Data to process:

※

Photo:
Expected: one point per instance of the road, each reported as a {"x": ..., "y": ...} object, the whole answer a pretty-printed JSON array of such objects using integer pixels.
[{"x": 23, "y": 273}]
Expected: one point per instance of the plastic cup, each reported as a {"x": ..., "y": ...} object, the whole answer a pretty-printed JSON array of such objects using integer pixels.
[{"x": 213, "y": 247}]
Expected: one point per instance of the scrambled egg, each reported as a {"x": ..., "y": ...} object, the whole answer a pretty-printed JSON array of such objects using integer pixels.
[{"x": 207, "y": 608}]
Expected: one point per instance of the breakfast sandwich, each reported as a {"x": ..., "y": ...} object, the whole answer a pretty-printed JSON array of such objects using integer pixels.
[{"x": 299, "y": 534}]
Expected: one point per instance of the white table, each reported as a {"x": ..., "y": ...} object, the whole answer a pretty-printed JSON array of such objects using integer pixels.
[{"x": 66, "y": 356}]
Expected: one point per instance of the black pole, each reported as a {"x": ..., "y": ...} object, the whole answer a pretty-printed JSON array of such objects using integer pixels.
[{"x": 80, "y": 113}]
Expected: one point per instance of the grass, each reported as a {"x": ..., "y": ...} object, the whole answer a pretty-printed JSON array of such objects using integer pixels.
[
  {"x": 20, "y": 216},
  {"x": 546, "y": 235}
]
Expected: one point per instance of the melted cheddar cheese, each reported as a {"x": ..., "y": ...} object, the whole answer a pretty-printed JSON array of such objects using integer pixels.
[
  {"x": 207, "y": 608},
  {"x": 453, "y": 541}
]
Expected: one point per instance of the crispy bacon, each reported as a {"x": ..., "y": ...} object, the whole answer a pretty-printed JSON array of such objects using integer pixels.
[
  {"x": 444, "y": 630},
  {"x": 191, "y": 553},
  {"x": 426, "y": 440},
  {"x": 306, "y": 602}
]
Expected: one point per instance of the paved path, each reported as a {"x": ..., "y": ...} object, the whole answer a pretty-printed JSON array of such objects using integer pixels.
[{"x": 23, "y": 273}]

※

Exercise: Your task is to output exactly the lines running from the one with "Expected: one point per instance of the white" through the final line of the material above, with both ends included.

Answer:
Expected: one point per instance of the white table, each reported as a {"x": ..., "y": ...} object, the whole answer a pretty-printed JSON array of such objects using integer pixels.
[{"x": 66, "y": 356}]
Expected: one point per instance of the black pole, each reported as a {"x": ..., "y": ...} object, the whole answer a pretty-printed JSON array of such objects using integer pixels.
[{"x": 80, "y": 113}]
Expected: one point per instance of the grass, each reported as a {"x": ..., "y": ...} object, the whole answer a pretty-printed JSON array of such objects using integer pixels.
[
  {"x": 20, "y": 216},
  {"x": 546, "y": 235}
]
Expected: one point per instance of the melted cheddar cheese, each reported as a {"x": ..., "y": ...} object, the whole answer a pretty-printed JSON array of such objects using integer pixels.
[
  {"x": 207, "y": 608},
  {"x": 453, "y": 541}
]
Expected: one point per instance of the crispy bacon, each reported as a {"x": ..., "y": ...} object, the whole answer a pretty-printed JSON array of such objects using integer pixels.
[
  {"x": 444, "y": 630},
  {"x": 191, "y": 553},
  {"x": 426, "y": 440},
  {"x": 306, "y": 602}
]
Expected: one point per instance of the paved path, each reported as a {"x": ..., "y": ...} object, the whole answer a pretty-printed JSON array of such objects using integer pixels.
[{"x": 23, "y": 273}]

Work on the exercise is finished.